• [ASSIGNMENT]:
Repeat every entry below exactly.

### GIVEN DATA

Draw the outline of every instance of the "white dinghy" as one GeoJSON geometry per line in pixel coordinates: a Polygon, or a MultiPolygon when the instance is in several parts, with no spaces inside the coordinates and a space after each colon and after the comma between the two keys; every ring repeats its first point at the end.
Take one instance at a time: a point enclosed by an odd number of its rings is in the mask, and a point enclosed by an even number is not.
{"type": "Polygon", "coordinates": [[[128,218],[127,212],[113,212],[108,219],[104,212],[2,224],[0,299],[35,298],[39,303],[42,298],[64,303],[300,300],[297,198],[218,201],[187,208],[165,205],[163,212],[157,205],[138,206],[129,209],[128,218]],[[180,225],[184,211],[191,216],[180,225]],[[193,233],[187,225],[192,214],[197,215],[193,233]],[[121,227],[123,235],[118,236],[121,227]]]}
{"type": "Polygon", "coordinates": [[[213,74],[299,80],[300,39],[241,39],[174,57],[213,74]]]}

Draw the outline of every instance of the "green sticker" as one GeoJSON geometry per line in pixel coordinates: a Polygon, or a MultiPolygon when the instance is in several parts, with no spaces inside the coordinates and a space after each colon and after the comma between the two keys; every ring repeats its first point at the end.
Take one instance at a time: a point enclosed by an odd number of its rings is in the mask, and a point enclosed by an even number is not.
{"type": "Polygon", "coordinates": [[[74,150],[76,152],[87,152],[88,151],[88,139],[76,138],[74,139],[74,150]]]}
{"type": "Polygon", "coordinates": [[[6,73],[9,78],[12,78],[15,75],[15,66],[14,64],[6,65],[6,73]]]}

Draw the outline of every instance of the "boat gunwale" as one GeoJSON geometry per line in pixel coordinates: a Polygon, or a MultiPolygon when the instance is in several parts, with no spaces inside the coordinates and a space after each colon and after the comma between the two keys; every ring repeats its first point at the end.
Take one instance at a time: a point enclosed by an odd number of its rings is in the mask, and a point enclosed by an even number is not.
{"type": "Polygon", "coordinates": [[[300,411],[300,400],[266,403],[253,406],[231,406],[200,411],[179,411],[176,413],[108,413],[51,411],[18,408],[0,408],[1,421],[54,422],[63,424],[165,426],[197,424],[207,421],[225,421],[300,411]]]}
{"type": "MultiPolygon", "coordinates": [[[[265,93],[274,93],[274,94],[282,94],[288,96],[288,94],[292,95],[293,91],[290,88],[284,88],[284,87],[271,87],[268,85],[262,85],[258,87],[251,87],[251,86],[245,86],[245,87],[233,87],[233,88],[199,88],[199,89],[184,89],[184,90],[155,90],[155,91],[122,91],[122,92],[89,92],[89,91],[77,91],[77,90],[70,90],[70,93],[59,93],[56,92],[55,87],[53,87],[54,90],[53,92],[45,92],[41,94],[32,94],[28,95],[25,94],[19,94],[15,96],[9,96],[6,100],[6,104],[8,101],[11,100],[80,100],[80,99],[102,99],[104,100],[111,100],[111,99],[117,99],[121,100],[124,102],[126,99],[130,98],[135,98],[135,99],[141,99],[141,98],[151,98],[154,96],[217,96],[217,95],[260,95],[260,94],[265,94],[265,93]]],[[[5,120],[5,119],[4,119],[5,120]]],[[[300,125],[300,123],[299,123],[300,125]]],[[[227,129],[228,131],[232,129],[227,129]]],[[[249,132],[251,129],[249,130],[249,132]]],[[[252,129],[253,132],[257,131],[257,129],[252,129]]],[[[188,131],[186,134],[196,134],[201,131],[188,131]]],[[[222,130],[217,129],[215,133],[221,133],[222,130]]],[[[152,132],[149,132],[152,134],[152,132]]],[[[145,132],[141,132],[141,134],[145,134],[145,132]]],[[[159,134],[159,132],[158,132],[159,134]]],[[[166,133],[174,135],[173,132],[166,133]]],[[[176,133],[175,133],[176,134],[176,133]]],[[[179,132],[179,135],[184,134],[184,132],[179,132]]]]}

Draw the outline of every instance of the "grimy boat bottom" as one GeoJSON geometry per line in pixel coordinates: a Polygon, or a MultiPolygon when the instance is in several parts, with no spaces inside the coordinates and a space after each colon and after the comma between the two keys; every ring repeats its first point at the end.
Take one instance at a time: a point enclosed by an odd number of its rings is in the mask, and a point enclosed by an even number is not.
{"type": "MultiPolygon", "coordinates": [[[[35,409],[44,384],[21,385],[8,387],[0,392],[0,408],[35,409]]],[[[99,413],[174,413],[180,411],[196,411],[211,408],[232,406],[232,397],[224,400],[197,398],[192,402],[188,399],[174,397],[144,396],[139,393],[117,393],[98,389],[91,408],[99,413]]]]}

######

• [RESULT]:
Draw the outline of every instance of the "white dinghy" as one GeoJSON geometry per line in pixel coordinates: a Polygon, or a MultiPolygon when the instance is in several parts, with no spaces inside the coordinates and a space after each colon and after the comma between the two keys; every ring repeats its first point at the end.
Take one instance at a time: a point enclosed by an odd number of its rings is in the mask, and a point enclosed by an even number is not.
{"type": "Polygon", "coordinates": [[[128,218],[127,212],[113,212],[108,219],[104,212],[2,224],[0,299],[35,298],[39,303],[42,298],[64,303],[300,300],[297,198],[218,201],[187,208],[165,205],[163,212],[157,205],[138,206],[129,209],[128,218]],[[180,225],[184,211],[191,216],[180,225]],[[193,233],[187,225],[192,214],[197,215],[193,233]],[[121,227],[123,235],[118,236],[121,227]]]}
{"type": "Polygon", "coordinates": [[[213,74],[299,80],[300,39],[241,39],[174,57],[213,74]]]}

Draw the outline of every instance of the "green sticker" as one GeoJSON geometry per line in pixel coordinates: a Polygon, or a MultiPolygon when the instance is in several parts, with no spaces inside the coordinates and a space after each colon and after the comma between the two keys; every ring repeats its first point at the end.
Take one instance at a time: a point enclosed by an odd number of its rings is in the mask, and a point enclosed by an even number is not.
{"type": "Polygon", "coordinates": [[[74,150],[76,152],[87,152],[88,151],[88,139],[76,138],[74,139],[74,150]]]}
{"type": "Polygon", "coordinates": [[[6,73],[9,78],[12,78],[15,75],[15,66],[14,64],[6,65],[6,73]]]}

Draw the outline of every instance of the "boat gunwale" as one GeoJSON geometry per line in pixel coordinates: a Polygon, or a MultiPolygon when the instance is in several parts, with no spaces inside the coordinates and a space after each colon and after the comma between the two keys; every ring repeats its first point at the end.
Take one instance at a time: a point enclosed by an odd number of its rings is in the mask, and a point enclosed by an even number is not.
{"type": "Polygon", "coordinates": [[[300,411],[300,400],[266,403],[253,406],[231,406],[200,411],[179,411],[176,413],[108,413],[51,411],[18,408],[0,408],[1,421],[54,422],[63,424],[165,426],[197,424],[207,421],[225,421],[300,411]]]}
{"type": "MultiPolygon", "coordinates": [[[[265,93],[274,93],[274,94],[282,94],[288,96],[288,94],[292,95],[293,91],[290,88],[284,88],[284,87],[271,87],[268,85],[262,85],[258,87],[251,87],[251,86],[245,86],[245,87],[233,87],[233,88],[199,88],[199,89],[184,89],[184,90],[155,90],[155,91],[122,91],[122,92],[89,92],[89,91],[77,91],[77,90],[70,90],[70,93],[59,93],[56,92],[55,87],[53,87],[54,90],[53,92],[45,92],[41,94],[32,94],[28,95],[25,94],[19,94],[15,96],[9,96],[6,100],[6,104],[8,101],[11,100],[80,100],[80,99],[102,99],[104,100],[111,100],[111,99],[117,99],[121,100],[124,102],[126,99],[130,98],[135,98],[135,99],[141,99],[141,98],[151,98],[154,96],[217,96],[217,95],[260,95],[260,94],[265,94],[265,93]]],[[[5,120],[5,119],[4,119],[5,120]]],[[[300,125],[300,123],[299,123],[300,125]]],[[[227,129],[228,131],[232,129],[227,129]]],[[[249,132],[251,129],[249,130],[249,132]]],[[[252,129],[253,132],[257,131],[257,129],[252,129]]],[[[188,131],[186,134],[196,134],[201,131],[188,131]]],[[[222,130],[217,129],[215,133],[221,133],[222,130]]],[[[152,132],[149,132],[152,134],[152,132]]],[[[145,132],[141,132],[141,134],[145,134],[145,132]]],[[[159,134],[159,132],[158,132],[159,134]]],[[[166,133],[174,135],[173,132],[166,133]]],[[[176,133],[175,133],[176,134],[176,133]]],[[[179,132],[179,135],[184,134],[184,132],[179,132]]]]}

Draw the outline of every instance of the "grimy boat bottom" as one GeoJSON geometry per line in pixel coordinates: a Polygon, or a MultiPolygon when the instance is in several parts, with no spaces inside the coordinates and a space after each colon and after the comma between the two keys; every ring repeats its first point at the end.
Take one instance at a time: a point enclosed by an odd number of its rings is in the mask, and a point enclosed by an even number is not.
{"type": "MultiPolygon", "coordinates": [[[[35,409],[44,384],[21,385],[8,387],[0,392],[0,408],[35,409]]],[[[99,413],[174,413],[180,411],[196,411],[211,408],[232,406],[232,397],[224,400],[197,398],[192,402],[188,399],[174,397],[144,396],[139,393],[117,393],[98,389],[91,408],[99,413]]]]}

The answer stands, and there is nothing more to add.